**Exercise goal:** Print, please, the line that contains "Mark one point on each instance of the shoulder" and each line after it to the end of the entries, unchanged and with nothing else.
━━━
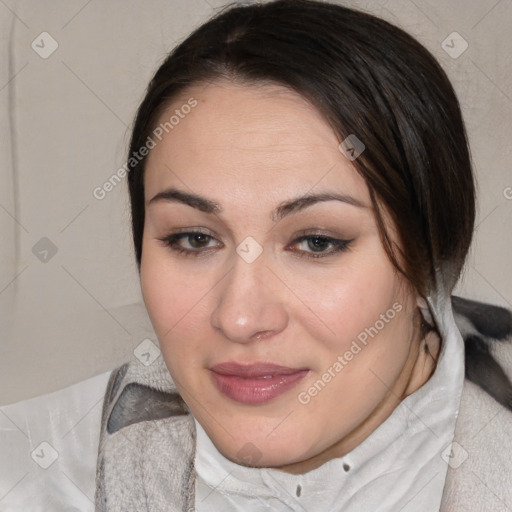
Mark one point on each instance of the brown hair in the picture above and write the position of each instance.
(368, 78)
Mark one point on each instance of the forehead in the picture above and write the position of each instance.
(252, 139)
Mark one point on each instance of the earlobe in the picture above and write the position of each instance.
(422, 304)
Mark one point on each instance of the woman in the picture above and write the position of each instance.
(302, 205)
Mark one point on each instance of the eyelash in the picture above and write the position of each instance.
(337, 245)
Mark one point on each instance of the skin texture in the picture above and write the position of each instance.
(250, 148)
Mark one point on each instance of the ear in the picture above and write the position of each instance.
(425, 310)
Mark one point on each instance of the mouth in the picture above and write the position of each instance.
(256, 383)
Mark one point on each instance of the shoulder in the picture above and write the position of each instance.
(479, 475)
(51, 444)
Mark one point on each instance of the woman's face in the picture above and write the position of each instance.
━━━
**Completed exercise:**
Mark one point on each instance of the shoulder in the picture above and write the position of each instance.
(479, 475)
(51, 444)
Mark one point on each instance of the woman's face in the picture above and write the position of each instance.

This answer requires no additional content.